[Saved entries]
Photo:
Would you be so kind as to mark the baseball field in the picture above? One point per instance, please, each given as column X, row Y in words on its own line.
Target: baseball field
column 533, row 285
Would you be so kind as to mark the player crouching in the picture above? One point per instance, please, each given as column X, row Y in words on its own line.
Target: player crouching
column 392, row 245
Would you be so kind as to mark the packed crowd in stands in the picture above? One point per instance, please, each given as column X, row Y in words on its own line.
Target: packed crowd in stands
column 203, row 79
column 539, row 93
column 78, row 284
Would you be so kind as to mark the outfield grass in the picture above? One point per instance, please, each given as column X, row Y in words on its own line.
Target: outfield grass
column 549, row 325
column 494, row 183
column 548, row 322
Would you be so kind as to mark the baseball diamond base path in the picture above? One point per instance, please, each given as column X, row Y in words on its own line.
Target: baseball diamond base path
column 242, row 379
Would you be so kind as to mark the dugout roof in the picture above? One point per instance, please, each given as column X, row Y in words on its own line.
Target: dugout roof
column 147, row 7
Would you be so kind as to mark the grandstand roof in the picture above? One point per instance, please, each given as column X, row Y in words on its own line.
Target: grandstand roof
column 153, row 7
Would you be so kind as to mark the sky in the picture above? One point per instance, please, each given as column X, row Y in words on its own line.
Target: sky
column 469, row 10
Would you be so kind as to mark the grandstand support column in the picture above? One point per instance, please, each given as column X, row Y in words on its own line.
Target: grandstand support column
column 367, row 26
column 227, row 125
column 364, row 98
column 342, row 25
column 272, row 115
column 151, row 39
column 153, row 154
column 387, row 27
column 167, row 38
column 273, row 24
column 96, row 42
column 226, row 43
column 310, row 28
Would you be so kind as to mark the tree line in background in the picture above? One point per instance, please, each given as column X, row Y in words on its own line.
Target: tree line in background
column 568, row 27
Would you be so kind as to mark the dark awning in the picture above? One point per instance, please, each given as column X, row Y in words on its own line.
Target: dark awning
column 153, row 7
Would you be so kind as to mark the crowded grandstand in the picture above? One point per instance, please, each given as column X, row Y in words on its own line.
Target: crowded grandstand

◆ **Work to be completed**:
Your task is to copy all of the entries exactly.

◆ **Your solution**:
Photo:
Would you be so kind as to mark the baseball field in the picture above? One point per instance, please, each given as column X, row Y in words on its own line.
Target: baseball field
column 533, row 285
Would you be so kind as to mark the player crouching in the picture above? One point per instance, please, each given as column X, row Y in words on its own line.
Target: player crouching
column 392, row 245
Would you be so kind as to mark the packed crowd in stands in the picture above? One point per instance, please, each given as column X, row Y in words on its own line.
Target: packed crowd in stands
column 203, row 79
column 539, row 93
column 78, row 284
Would you be so kind as to mark the outfield grass in the picture above? One point per instance, please, each given as column X, row Y in words on its own line.
Target: outfield grass
column 549, row 325
column 494, row 183
column 548, row 322
Would you be so kind as to mark the baseball diamond base path in the picture above? One point per instance, please, each given as column X, row Y in words on its own line.
Target: baseball diamond base path
column 242, row 379
Would you be so kind as to mark the dugout roof in the picture above? One point per instance, please, each given as column X, row Y in words on its own line.
Target: dugout roof
column 147, row 7
Would you be so kind as to mark the grandstand roof in the picture above? One point per instance, please, each given as column X, row Y in words on its own line.
Target: grandstand roof
column 153, row 7
Would you be so kind as to mark the sky in the picture above? One point per instance, please, each given as column X, row Y in words on its own line.
Target: sky
column 469, row 10
Would you be so kind as to mark the grandstand support column in the picture above? One point per instance, please, each given as column X, row Y in words on its own line.
Target: grandstand support column
column 367, row 26
column 227, row 125
column 364, row 98
column 342, row 25
column 272, row 115
column 151, row 39
column 153, row 154
column 387, row 27
column 167, row 38
column 273, row 24
column 96, row 42
column 226, row 43
column 310, row 28
Would you be so kind as to mark the tree line in background in the picture above? One point per instance, please, each given as column X, row Y in words on its own line.
Target: tree line in background
column 568, row 27
Would you be so kind as to mark the dark awning in the picture above? One point per instance, please, each given as column X, row Y in words on its own line.
Target: dark awning
column 153, row 7
Would you be so kind as to mark the crowded grandstand in the picture above? One point per instance, please, each given as column X, row Y in words on its own line.
Target: crowded grandstand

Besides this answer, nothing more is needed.